- [What you should do] Update the lines below by changing each "glass window panel" to "window pane" and keeping everything else as it is.
___ Extracted records ___
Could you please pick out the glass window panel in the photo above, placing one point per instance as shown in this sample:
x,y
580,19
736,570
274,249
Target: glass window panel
___
- [Right answer]
Could you please pick out the window pane in the photo above, placing one point per instance as shown in this sample:
x,y
580,19
736,570
274,249
Target: window pane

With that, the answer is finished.